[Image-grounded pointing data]
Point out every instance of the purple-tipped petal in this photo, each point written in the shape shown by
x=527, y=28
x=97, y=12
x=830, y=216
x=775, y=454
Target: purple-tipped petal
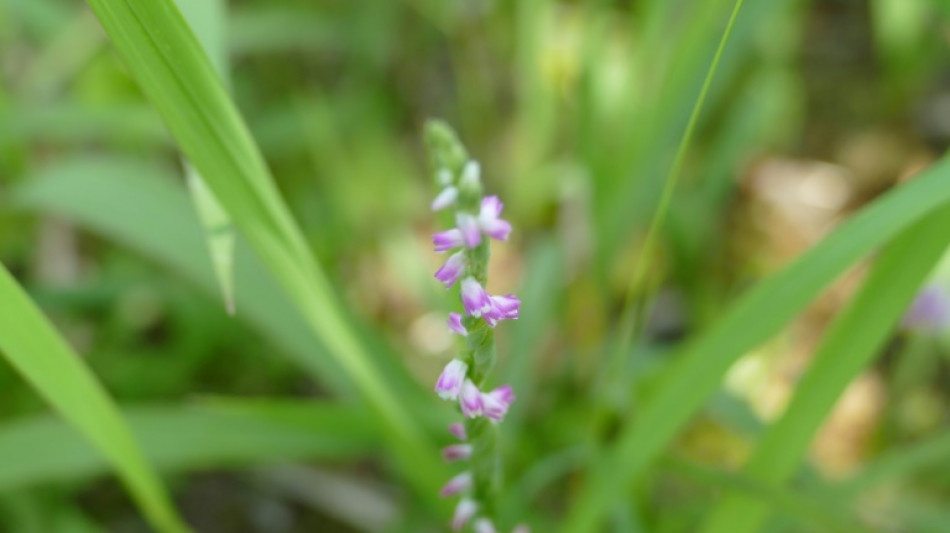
x=452, y=270
x=464, y=512
x=470, y=399
x=497, y=229
x=507, y=306
x=929, y=312
x=502, y=308
x=457, y=484
x=455, y=324
x=484, y=525
x=495, y=403
x=457, y=429
x=445, y=198
x=451, y=380
x=457, y=452
x=448, y=239
x=489, y=219
x=474, y=297
x=471, y=232
x=490, y=208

WORK TO BE COMPLETED:
Your task is to repeat the records exactly. Images do not belong in the copy.

RESULT BELOW:
Point out every instance of the purple-tipped petal in this photo, each point written in the shape shown by
x=527, y=28
x=97, y=12
x=830, y=216
x=775, y=454
Target: purple-tipped petal
x=452, y=270
x=464, y=512
x=470, y=399
x=497, y=229
x=507, y=306
x=929, y=312
x=502, y=308
x=457, y=484
x=455, y=324
x=484, y=525
x=495, y=403
x=457, y=429
x=445, y=198
x=451, y=380
x=457, y=452
x=448, y=239
x=489, y=219
x=474, y=297
x=471, y=232
x=490, y=208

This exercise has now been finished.